#### WHAT IS ASKED:
Below is some material; set it all down exactly, apart from the pictures.

(Records excerpted from a collection)

....

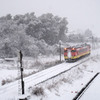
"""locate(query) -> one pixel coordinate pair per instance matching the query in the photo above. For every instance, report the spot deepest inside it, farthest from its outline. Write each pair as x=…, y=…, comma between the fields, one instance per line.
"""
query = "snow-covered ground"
x=62, y=87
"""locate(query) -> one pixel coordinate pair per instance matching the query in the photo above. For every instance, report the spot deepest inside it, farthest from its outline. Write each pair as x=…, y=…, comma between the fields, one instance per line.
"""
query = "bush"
x=38, y=91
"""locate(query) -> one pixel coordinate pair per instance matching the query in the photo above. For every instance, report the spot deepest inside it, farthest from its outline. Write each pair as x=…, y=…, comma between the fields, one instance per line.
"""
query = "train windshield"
x=73, y=51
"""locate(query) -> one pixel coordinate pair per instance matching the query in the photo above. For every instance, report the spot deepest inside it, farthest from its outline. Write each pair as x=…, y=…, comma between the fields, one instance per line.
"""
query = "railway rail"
x=42, y=76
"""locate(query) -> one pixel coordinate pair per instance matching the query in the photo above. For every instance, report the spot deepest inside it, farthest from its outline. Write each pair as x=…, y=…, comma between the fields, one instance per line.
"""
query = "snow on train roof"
x=79, y=46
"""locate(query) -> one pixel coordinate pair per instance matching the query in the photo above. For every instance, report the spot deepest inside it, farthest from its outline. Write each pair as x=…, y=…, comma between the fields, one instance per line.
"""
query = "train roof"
x=79, y=46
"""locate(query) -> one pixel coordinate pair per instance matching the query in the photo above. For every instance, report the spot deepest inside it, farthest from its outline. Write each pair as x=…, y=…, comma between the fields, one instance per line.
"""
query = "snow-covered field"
x=62, y=87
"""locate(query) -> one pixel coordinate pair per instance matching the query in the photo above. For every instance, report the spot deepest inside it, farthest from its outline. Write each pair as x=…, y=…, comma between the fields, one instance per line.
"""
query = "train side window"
x=65, y=50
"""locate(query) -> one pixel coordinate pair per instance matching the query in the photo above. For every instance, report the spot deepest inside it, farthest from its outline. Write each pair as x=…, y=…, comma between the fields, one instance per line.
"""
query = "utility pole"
x=21, y=69
x=60, y=50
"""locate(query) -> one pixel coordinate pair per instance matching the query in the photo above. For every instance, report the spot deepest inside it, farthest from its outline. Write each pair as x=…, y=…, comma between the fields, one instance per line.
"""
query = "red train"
x=76, y=52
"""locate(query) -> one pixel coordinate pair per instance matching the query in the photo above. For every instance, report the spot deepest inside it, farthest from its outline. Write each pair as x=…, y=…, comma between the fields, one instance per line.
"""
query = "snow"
x=62, y=87
x=93, y=92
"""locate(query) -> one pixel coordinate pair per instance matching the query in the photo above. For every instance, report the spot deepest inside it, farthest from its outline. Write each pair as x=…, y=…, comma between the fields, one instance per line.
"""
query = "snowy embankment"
x=65, y=86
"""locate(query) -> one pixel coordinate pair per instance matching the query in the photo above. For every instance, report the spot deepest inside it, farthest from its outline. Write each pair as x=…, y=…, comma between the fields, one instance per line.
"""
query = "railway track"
x=82, y=91
x=42, y=76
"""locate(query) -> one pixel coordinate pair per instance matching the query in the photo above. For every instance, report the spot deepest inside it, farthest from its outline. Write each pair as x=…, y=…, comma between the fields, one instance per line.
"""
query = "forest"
x=36, y=36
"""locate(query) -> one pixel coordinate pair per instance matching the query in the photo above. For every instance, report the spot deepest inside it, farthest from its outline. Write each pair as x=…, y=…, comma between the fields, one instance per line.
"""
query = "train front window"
x=73, y=51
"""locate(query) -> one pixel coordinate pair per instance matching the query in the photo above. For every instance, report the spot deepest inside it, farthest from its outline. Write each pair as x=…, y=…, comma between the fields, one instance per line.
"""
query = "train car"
x=75, y=52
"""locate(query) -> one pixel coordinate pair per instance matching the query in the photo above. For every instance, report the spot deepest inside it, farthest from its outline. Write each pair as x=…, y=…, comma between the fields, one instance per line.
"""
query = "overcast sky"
x=81, y=14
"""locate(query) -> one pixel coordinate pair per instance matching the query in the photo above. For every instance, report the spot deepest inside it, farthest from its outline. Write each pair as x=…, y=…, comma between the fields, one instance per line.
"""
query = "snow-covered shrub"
x=4, y=81
x=38, y=91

....

#### ANSWER TO THE PROBLEM:
"""locate(query) -> one pixel coordinate pair per instance matching the query in the photo above. For every instance, report the spot deepest inside it, farthest from its outline. Write each pair as x=…, y=…, comma between the fields, one instance per line.
"""
query = "snow-covered ground"
x=62, y=87
"""locate(query) -> one pixel coordinate pair per instance matching the query in the photo above. For every instance, report the spot deepest inside it, farthest from its outline. Write each pair as x=…, y=…, comma between the fields, one instance per line.
"""
query = "bush"
x=38, y=91
"""locate(query) -> one pixel coordinate pair per instance matching the query in the photo above. For every instance, report the spot deepest inside it, farthest from its outline. Write each pair as x=…, y=…, comma between the fields, one instance per line.
"""
query = "train windshield"
x=73, y=51
"""locate(query) -> one pixel coordinate pair per instance matching the query in the photo above. For every instance, report the spot deepest inside it, farthest from its outline. Write each pair as x=…, y=…, comma between the fields, one instance per line.
"""
query = "railway rail"
x=42, y=76
"""locate(query) -> one pixel coordinate pair per instance matching the query in the photo above. For every instance, report the spot deepest inside it, farthest from its outline. Write each pair as x=…, y=…, comma between the fields, one instance per line.
"""
query = "snow on train roof"
x=79, y=46
"""locate(query) -> one pixel coordinate pair per instance matching the query in the photo above. For every instance, report the spot deepest inside it, farthest from its outline. Write each pair as x=…, y=…, comma between the fields, one instance per line.
"""
query = "train roof"
x=79, y=46
"""locate(query) -> one pixel coordinate pair per instance matching the query in the photo above. For every instance, report the spot deepest inside it, farthest from its outline. Write each pair as x=…, y=…, comma between the fields, one instance per line.
"""
query = "snow-covered field"
x=62, y=87
"""locate(query) -> one pixel coordinate pair per instance matching the query in the photo above. For every instance, report the spot deepest inside it, farthest from its outline. Write each pair as x=…, y=…, comma between the fields, one instance per line.
"""
query = "train side window"
x=65, y=50
"""locate(query) -> one pixel coordinate pair per instance matching the query in the photo above. For every instance, report the spot deepest inside it, farthest from its outline. Write each pair as x=…, y=…, comma between the fields, one instance per line.
"""
query = "utility pole"
x=21, y=69
x=60, y=50
"""locate(query) -> one pixel coordinate pair per instance matching the query in the photo above. For every instance, report the spot deepest inside it, farthest from its outline. Write each pair as x=…, y=…, comma between the fields, one instance per line.
"""
query = "red train"
x=76, y=52
"""locate(query) -> one pixel coordinate pair per instance matching the query in the photo above. For every instance, report the spot deepest inside it, farthest from its outline. Write each pair as x=…, y=…, comma between the fields, one instance per line.
"""
query = "snow"
x=62, y=87
x=93, y=92
"""locate(query) -> one pixel coordinate pair per instance matching the query in the photo above. For every instance, report the spot deepest inside it, farthest from its outline. Write each pair as x=…, y=…, comma between the fields, one instance per line.
"""
query = "snowy embankment"
x=65, y=86
"""locate(query) -> one pixel coordinate pair per instance matching the query in the photo above. For every instance, report the spot deepest inside it, farthest from its outline. Write each pair as x=…, y=…, comma between the fields, one instance per line.
"""
query = "railway track"
x=82, y=91
x=42, y=76
"""locate(query) -> one pixel coordinate pair per instance matching the query in the photo above. For every instance, report the spot deepest inside it, farthest from its outline. Write each pair as x=…, y=…, comma between the fields, one instance per line.
"""
query = "forest"
x=36, y=36
"""locate(query) -> one pixel coordinate pair per instance matching the query in the photo above. For every instance, report the spot deepest inside it, farthest from its outline. Write each pair as x=…, y=…, comma between the fields, one instance per line.
"""
query = "train front window"
x=73, y=51
"""locate(query) -> one pixel coordinate pair per instance matching the query in the photo above. For every instance, report the spot deepest inside it, farthest from its outline. Write each pair as x=…, y=…, comma between the fields, one instance per line.
"""
query = "train car"
x=75, y=52
"""locate(query) -> one pixel coordinate pair per instance matching the query in the photo above. For every instance, report the spot deepest inside it, farthest from its outline. Write each pair as x=…, y=…, comma between the fields, one instance per line.
"""
query = "overcast sky"
x=81, y=14
"""locate(query) -> one pixel coordinate pair per instance matching the query in the photo above. For every instance, report the spot deepest inside it, farthest from its outline. Write each pair as x=…, y=…, comma between the fields, one instance per line.
"""
query = "snow-covered shrub"
x=4, y=81
x=38, y=91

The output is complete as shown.